━━━━━ Text excerpt

Monday, August 20, 2007

The door next to ours

Every day when I would come back from school, I would reach our floor and try not to look at any other direction but our door. Invariably I would cast a sideway glance. There she would be sitting there on her chair with her door open. She would smile …a toothless grin and I would return it with a shy smile of my own.

I do not know why I could never get used to this regular afternoon exchange. Perhaps I hoped that one day she would not be sitting there -that the door would be closed. It was a dreadful eerie ten seconds that I put myself through everyday for no reason.

She was our ‘next door’. neighbour in the apartment building we lived in. Literally next door as the entrances to the four flats on the floor were abosulutely next to each other. She lived all alone. Her son lived in Canada and her daughter lived in the same city and came to check on her once a week. A woman would come twice a day to cook and clean for her.

Her door remained opened through out the day and she sat there watching whoever came and went. I am sure she waited for me to come back from school and knew exactly what time the man in the opposite flat came home from office – we only saw him on weekends.

━━━━━━━━━━
━━━━━ Provided information

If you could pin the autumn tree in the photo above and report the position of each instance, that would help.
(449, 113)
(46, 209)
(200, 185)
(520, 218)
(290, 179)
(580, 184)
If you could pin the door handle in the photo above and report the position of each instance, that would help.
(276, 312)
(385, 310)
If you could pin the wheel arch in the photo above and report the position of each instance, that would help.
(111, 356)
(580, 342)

━━━━━━━━━━

Assignment: Continue the piece about the old woman next door, picking up right after its last sentence.

Result of the task:
Her evenings were spent watching children play in the playground downstairs. We would see her seating and peering through the railings of the balcony as we sped on our cycles around the building. Sometimes another elderly woman from the adjacent apartment building would come over in the late evenings to chat with her. I would have just got back home a swimming session – and there would be the two of them staring at me.

I rarely spoke to her. My mother occasionally would send me across with some vegetarian fare – she would receive it with the widest of toothless grin and pet my head with a shaky hand. I would smile politely but never volunteered a conversation. She would ask me a thing or two and my replies would be as monosyllabic as possible. She would sometimes ask me if I was feeling shy and I would nod my head – desperate to run.

She used to like my grandmother. Whenever my grandmother visited us she would come to our house to talk to her. I would open the door to let her in, ask her to sit and then run away to my room. My mom would make tea for her, which she would pour on the saucer and drink. Her toothless mouth would make a loud slurping sound as she sipped the tea. ‘Shuuruuuuuuth’. This I would delightfully witness from a distance.

Our gang of friends named her Juju – a sort of code word for a scary person. We would talk about her and giggle. We would imagine bizarre situations with Juju in it. I would be teased about Juju visiting our house. We would mimic Juju’s broken quivering voice and the way she drank tea. One of us would pretend to be Juju and chase the others as they shrieked and ran away.

One day I came home as usual casting my covert glance at the door next to ours only to find it shut. I rang our doorbell. My mom opened the door and I saw Juju’s daughter sitting on the sofa – red eyed. Mom asked me to go to my room – where else. I tip toed towards the drawing room to hear what was on.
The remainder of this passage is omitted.